TEXTE FOURNI:
Hébergeurs : le Sénat joue les durs... pour l’honneur
Lundi 29 mai, le Sénat a durci l’amendement Bloche sur la responsabilité des hébergeurs. Mais l’Assemblée devrait supprimer ces modifications en dernière lecture.
Edgar Pansu |
En deuxième lecture à l’Assemblée nationale (
voir Transfert), l’amendement Bloche sur la responsabilité des hébergeurs avait déjà été durci. Pas suffisamment aux yeux du Sénat qui réexaminait le texte lundi 30 mai. L’amendement adopté par la majorité de droite a modifié la loi sur quelques points :
- Suppression de la "mise en demeure" des hébergeurs par un tiers
Pour éviter aux hébergeurs de crouler sous des récriminations farfelues, Patrick Bloche avait précisé qu’une plainte adressée à un hébergeur devait prendre la forme d’une mise en demeure. Les sénateurs ont abrogé cette précision : les hébergeurs, selon eux, devront réagir "dès qu’ils ont connaissance" du caractère illicite ou préjudiciable d’un site.

CE QUE VOUS FEREZ: Recopiez l'article sur les hébergeurs en commençant par "Edgar Pansu |" et en allant jusqu'à "préjudiciable d’un site.", et substituez "notification formelle" à "mise en demeure".

DONNÉES BRUTES:
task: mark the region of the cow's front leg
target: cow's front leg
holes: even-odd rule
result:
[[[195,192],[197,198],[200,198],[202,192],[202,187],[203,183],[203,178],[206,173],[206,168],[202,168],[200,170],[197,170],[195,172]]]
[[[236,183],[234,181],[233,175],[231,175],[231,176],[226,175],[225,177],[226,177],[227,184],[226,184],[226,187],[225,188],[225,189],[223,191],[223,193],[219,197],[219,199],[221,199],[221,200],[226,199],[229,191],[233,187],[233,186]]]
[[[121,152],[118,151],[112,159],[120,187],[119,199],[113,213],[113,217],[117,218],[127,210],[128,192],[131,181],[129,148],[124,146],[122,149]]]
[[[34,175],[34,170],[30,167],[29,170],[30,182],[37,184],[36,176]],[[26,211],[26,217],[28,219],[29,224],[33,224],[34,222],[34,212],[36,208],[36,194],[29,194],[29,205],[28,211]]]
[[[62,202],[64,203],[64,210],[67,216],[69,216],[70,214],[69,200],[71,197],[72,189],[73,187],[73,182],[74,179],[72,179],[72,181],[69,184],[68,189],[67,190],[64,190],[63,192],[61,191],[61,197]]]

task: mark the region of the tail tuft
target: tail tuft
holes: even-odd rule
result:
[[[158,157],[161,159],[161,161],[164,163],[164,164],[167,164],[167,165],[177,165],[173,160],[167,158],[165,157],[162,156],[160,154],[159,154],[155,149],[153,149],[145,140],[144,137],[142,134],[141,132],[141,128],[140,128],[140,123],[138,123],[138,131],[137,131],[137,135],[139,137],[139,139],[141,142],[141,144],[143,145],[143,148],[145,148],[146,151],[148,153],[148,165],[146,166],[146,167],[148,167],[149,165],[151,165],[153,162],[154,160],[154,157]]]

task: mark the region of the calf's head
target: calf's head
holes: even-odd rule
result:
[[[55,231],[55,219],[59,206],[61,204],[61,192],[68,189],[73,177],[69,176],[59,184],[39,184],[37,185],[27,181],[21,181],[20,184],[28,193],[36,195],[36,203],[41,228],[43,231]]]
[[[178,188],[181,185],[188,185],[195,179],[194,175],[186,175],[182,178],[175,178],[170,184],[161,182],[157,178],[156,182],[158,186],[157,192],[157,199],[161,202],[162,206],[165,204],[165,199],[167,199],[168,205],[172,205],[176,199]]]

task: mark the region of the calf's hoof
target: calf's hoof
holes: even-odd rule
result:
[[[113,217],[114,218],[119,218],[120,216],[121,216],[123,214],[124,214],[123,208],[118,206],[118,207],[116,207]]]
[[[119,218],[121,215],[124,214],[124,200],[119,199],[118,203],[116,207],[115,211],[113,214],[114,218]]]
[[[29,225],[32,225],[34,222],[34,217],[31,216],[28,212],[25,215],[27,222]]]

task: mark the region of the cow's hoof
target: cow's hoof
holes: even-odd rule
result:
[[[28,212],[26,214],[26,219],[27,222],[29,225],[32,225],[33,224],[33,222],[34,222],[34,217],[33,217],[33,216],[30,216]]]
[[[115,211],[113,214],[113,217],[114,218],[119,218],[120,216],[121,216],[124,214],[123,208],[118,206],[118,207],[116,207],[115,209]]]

RÉPONSE AU PROBLÈME:
Edgar Pansu |
En deuxième lecture à l’Assemblée nationale (
voir Transfert), l’amendement Bloche sur la responsabilité des hébergeurs avait déjà été durci. Pas suffisamment aux yeux du Sénat qui réexaminait le texte lundi 30 mai. L’amendement adopté par la majorité de droite a modifié la loi sur quelques points :
- Suppression de la "notification formelle" des hébergeurs par un tiers
Pour éviter aux hébergeurs de crouler sous des récriminations farfelues, Patrick Bloche avait précisé qu’une plainte adressée à un hébergeur devait prendre la forme d’une notification formelle. Les sénateurs ont abrogé cette précision : les hébergeurs, selon eux, devront réagir "dès qu’ils ont connaissance" du caractère illicite ou préjudiciable d’un site.